Objective
Repeat word for word the lines of the material below, starting with the line that contains "above for sweater" and going on through the line that contains "[374,174,425,233]".
------
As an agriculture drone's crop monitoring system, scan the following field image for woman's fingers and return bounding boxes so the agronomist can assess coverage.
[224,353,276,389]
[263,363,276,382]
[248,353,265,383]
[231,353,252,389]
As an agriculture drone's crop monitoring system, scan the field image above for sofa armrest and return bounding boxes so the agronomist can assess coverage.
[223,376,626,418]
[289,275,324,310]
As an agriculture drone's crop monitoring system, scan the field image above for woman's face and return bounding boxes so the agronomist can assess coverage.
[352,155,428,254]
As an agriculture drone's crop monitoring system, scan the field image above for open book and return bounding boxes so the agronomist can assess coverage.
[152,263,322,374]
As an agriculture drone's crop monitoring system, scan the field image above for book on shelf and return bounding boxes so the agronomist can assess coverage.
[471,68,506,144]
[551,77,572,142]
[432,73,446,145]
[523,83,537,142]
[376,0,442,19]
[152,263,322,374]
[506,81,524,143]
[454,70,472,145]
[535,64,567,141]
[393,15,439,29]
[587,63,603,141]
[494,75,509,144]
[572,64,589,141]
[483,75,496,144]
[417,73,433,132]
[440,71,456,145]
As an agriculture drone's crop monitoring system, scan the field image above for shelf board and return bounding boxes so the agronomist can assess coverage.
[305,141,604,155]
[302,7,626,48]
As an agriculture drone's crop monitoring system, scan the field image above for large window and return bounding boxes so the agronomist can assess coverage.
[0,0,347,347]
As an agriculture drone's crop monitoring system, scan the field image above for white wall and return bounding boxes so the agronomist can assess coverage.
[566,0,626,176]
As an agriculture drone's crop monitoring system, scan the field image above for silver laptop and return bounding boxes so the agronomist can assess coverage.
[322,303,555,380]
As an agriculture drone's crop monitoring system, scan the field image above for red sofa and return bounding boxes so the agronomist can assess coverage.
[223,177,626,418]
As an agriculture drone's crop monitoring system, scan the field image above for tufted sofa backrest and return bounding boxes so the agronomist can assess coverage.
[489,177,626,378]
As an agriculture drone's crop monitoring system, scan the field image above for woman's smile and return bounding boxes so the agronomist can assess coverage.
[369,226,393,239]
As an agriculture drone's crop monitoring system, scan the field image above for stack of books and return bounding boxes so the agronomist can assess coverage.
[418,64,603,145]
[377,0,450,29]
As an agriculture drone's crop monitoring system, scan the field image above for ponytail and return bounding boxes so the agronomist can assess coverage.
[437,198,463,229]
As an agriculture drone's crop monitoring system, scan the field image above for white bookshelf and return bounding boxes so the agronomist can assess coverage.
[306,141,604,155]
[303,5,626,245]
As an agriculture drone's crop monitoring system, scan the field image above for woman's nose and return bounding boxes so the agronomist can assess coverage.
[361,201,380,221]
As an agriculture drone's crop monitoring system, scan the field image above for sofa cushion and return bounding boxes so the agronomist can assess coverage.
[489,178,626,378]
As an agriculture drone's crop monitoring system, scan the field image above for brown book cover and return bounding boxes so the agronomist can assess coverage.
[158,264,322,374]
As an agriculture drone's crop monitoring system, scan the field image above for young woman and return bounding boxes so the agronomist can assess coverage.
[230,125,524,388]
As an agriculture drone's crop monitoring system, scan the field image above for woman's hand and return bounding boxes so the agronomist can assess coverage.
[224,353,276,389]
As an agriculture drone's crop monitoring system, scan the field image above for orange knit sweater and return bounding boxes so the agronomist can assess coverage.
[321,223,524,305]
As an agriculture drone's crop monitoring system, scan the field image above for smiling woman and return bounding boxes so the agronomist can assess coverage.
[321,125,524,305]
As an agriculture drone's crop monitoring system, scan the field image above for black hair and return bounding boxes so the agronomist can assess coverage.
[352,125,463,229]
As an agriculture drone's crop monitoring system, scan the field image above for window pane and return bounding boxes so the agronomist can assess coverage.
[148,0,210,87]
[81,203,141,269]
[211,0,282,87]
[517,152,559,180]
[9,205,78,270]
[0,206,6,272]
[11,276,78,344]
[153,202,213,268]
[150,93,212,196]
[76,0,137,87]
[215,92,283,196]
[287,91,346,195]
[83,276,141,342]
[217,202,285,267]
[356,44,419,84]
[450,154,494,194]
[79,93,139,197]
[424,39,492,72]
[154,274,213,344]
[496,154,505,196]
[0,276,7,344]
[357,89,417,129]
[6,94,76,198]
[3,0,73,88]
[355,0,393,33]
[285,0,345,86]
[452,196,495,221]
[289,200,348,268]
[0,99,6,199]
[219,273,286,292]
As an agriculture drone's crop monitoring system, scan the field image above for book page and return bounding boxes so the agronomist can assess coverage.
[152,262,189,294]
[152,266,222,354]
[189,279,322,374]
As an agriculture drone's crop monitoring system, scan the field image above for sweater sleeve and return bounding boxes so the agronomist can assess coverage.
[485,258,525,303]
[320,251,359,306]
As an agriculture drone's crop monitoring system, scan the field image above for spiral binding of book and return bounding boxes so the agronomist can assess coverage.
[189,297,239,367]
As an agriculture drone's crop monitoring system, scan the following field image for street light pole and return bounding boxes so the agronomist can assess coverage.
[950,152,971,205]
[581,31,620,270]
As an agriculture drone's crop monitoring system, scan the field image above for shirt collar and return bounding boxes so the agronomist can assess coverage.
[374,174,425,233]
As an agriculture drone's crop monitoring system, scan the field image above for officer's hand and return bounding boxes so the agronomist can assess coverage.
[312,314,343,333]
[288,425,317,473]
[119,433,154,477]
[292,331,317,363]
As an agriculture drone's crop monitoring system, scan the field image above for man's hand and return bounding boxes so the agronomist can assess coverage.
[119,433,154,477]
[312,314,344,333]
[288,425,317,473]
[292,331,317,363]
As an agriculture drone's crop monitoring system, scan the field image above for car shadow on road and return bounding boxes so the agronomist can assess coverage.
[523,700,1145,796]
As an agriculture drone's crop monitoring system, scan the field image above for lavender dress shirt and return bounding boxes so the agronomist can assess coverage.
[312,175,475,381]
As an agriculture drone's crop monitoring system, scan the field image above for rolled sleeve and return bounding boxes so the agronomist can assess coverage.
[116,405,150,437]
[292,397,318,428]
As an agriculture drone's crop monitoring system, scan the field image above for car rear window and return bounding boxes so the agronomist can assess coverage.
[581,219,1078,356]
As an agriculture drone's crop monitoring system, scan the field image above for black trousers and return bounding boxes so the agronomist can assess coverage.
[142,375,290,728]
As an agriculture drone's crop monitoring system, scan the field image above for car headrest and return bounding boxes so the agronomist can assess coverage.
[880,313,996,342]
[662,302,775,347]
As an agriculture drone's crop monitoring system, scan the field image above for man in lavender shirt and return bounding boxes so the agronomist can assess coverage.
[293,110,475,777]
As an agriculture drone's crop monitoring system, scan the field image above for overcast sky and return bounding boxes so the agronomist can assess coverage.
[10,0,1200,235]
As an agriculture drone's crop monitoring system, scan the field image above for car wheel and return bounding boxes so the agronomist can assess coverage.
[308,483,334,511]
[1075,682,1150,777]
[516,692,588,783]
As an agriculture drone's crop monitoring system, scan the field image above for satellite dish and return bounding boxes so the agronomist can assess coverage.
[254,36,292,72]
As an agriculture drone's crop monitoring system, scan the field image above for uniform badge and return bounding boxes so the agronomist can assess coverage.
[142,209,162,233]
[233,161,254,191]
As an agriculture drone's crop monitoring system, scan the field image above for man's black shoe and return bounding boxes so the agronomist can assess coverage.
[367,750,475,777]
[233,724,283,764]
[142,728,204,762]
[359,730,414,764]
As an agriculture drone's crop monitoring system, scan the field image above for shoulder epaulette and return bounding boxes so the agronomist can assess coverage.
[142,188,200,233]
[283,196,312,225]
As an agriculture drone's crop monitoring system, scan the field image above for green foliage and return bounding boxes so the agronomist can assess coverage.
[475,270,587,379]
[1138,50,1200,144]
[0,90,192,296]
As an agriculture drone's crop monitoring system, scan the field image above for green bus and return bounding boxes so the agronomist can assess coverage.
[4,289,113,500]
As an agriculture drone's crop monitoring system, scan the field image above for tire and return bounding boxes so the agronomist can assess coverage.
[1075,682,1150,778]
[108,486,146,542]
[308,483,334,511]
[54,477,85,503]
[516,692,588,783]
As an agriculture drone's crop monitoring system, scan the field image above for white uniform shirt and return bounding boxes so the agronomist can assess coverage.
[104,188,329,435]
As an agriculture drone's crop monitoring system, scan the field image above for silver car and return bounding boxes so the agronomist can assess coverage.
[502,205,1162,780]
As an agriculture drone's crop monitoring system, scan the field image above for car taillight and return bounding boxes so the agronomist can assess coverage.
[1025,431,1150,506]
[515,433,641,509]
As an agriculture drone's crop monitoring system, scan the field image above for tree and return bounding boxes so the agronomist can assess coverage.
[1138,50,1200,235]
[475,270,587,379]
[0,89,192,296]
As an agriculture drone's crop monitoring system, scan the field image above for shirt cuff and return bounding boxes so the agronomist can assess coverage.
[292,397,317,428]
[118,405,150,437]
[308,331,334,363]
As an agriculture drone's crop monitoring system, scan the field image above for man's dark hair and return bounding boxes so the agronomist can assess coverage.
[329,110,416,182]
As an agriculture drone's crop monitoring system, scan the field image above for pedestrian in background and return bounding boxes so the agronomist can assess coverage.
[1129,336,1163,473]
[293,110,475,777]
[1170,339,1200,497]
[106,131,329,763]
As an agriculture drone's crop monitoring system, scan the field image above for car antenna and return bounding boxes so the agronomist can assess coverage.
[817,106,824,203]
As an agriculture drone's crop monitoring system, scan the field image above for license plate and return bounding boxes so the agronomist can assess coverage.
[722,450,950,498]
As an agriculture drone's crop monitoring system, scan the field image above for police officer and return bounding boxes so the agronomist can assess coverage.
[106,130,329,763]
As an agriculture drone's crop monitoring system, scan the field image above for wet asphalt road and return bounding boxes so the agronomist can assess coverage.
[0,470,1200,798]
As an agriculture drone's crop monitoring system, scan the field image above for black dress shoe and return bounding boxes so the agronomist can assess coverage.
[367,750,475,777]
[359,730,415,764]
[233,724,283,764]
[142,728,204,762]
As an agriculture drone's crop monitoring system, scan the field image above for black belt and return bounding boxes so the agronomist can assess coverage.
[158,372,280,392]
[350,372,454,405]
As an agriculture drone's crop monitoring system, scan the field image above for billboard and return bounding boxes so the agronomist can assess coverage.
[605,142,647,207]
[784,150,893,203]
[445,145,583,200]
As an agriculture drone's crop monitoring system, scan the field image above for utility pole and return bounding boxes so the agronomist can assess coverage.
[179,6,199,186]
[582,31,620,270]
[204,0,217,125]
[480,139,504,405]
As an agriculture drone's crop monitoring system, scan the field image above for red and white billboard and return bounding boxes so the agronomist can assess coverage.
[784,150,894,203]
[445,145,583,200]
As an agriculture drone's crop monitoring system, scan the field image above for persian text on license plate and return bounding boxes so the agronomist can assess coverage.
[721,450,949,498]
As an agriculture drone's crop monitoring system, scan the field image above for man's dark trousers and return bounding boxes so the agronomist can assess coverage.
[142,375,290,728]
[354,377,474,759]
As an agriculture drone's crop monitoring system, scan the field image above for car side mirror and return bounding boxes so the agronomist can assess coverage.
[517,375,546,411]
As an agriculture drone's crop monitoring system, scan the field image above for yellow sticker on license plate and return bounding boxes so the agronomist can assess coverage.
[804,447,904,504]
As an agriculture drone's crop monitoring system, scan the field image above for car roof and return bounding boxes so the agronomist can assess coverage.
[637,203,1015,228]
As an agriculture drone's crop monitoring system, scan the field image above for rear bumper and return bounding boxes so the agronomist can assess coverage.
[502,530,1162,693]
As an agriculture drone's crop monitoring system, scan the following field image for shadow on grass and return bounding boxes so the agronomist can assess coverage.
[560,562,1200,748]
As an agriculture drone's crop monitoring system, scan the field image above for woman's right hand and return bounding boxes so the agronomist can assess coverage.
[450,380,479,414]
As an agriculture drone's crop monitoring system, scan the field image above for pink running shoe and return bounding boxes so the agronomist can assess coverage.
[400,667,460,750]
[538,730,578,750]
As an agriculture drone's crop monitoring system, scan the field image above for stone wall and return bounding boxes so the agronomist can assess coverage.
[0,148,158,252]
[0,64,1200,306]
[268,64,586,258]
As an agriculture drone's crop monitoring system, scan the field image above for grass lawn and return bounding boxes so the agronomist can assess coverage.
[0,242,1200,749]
------
Result below
As an agriculture drone's crop monitoring system, scan the field image above for sweater sleeve and return bounding boxes so the agronomist can assess coverage.
[485,258,525,303]
[320,251,359,306]
As an agriculture drone's crop monitoring system, scan the field image above for spiral binding of book and return bounding boxes so the agronomist can assess coverage.
[189,297,239,367]
As an agriculture drone's crop monitoring system, scan the following field image for street light pole and return bounding boxes so the agronomist can assess coverage.
[950,152,971,205]
[581,31,620,270]
As an agriculture drone's crop monitoring system, scan the field image above for shirt collar and return bounding boxes so the agronomist can assess coverage.
[374,174,425,233]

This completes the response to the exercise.